▶ _Provided passage_
** begin **

By Daren Butler and Ercan Ersoy, Reuters
A lawyer instrumental in trials of writers who challenge Turkey's limits on freedom of speech vowed on Wednesday to advance a nationalist campaign which has put Ankara at odds with the European Union.

Bitter EU critic Kemal Kerincsiz has come to prominence this year through his involvement in bringing charges against internationally renowned novelist Orhan Pamuk and other writers for comments on the Armenian issue and insulting "Turkishness". The EU, which Turkey wants to join, is pushing Ankara to improve freedom of expression as a condition for membership, but nationalist lawyers and the judiciary are undermining the drive. This week he filed a complaint to prosecutors about comments made by Turkish-Armenian editor Hrant Dink, prompting a fresh probe of the writer just a week after a previous conviction.

"You cannot view what writers like Hrant Dink and Orhan Pamuk have said as freedom of expression. They are provoking the situation under the Armenian diaspora's influence," Kerincsiz told Reuters in his office in an Istanbul apartment block. "We will not allow insults and abuse of Turkishness in the name of freedom of expression. We will continue to defend Turkishness and the rights of Turks from Central Asia to Western Thrace (in eastern Greece)," he said.

Kerincsiz heads the Grand Lawyers' Association which claims 800 members in Istanbul and devotes itself to nationalist causes. As he spoke, his colleagues prepared placards for a pro-Turkish Cypriot demonstration they were staging in Istanbul. The latest target of his campaign was an interview which Dink gave to Reuters on July 14 in which he said Armenians suffered genocide at the hands of Ottoman forces during World War One.

"Dink has sealed his own fate with this comment. He has convicted himself. It is now impossible from him to escape his suspended sentence and a new conviction," said Kerincsiz.

** end **

▶ _What you are asked to do_
Write the next part of the news report on Kemal Kerincsiz and Turkey's free speech trials, carrying on from its final quoted sentence. Please note that the lines that come next are not required for anything here.

▶ _Data lines_

** begin **

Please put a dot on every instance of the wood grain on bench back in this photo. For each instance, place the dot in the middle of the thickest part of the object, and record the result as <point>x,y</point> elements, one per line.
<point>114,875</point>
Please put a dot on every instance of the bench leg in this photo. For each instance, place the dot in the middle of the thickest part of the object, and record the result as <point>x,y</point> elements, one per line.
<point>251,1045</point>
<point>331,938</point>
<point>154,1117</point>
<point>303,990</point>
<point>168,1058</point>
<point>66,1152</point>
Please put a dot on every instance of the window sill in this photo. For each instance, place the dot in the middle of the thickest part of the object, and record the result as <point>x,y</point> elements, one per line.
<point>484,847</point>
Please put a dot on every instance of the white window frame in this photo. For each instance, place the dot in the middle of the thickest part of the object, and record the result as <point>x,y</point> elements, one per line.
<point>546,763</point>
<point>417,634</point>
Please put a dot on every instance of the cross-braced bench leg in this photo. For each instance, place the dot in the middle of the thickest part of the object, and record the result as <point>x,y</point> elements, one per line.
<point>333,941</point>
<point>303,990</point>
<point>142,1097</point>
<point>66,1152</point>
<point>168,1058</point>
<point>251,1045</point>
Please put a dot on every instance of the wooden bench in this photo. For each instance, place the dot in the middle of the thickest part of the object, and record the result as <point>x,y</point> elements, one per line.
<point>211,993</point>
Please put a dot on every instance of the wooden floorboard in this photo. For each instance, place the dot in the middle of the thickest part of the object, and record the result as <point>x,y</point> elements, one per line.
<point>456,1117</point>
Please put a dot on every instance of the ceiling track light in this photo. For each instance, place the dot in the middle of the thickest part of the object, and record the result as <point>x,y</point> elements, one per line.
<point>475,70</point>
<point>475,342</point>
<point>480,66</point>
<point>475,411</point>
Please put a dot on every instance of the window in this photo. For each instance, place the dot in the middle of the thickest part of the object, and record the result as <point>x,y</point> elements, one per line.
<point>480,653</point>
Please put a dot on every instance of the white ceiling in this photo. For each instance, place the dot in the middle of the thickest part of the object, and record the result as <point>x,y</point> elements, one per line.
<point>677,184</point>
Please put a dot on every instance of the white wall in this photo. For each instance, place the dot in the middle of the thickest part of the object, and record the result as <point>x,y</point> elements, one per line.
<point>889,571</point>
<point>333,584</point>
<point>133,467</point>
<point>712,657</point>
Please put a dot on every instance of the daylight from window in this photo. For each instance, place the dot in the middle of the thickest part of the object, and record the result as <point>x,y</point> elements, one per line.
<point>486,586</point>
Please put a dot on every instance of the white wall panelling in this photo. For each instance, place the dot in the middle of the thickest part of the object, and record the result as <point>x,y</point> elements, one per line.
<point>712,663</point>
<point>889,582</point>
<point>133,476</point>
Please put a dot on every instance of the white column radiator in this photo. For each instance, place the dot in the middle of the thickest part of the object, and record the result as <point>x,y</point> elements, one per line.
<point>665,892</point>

** end **

▶ _Answer below_
Armenians say about 1.5 million of their people were killed in a genocide by Ottoman Turks in 1915. Turkey strongly rejects this and says both Christian Armenians and Muslim Turks suffered mass killings in a bitter partisan conflict. The European Parliament has called on Turkey to recognize the Armenian massacres as a genocide before it joins the bloc.

The High Court of Appeals last week confirmed a six-month suspended jail sentence for Dink under a controversial article of Turkey's penal code which outlaws insults to "Turkishness". The EU has urged Turkey to scrap Article 301, which carries a jail sentence of up to three years, arguing it restricts freedom of expression. The government says the revised penal code, introduced last year, needs more time to be tested.

"Nobody will have the strength to abolish 301, neither the political powers or the European Union," Kerincsiz. "If you get rid of it your are recognizing the Armenian genocide allegations."

Cases against Pamuk and four columnists collapsed on a legal technicality, but only after drawing a sharp rebuke from the EU, which Turkey aims to join, and from human rights groups. Ankara began EU membership talks last October but is not expected to join the wealthy bloc for many years. Kerincsiz wants Turkey to halt those talks immediately, annul its customs union with the bloc and review its NATO and U.S. relations.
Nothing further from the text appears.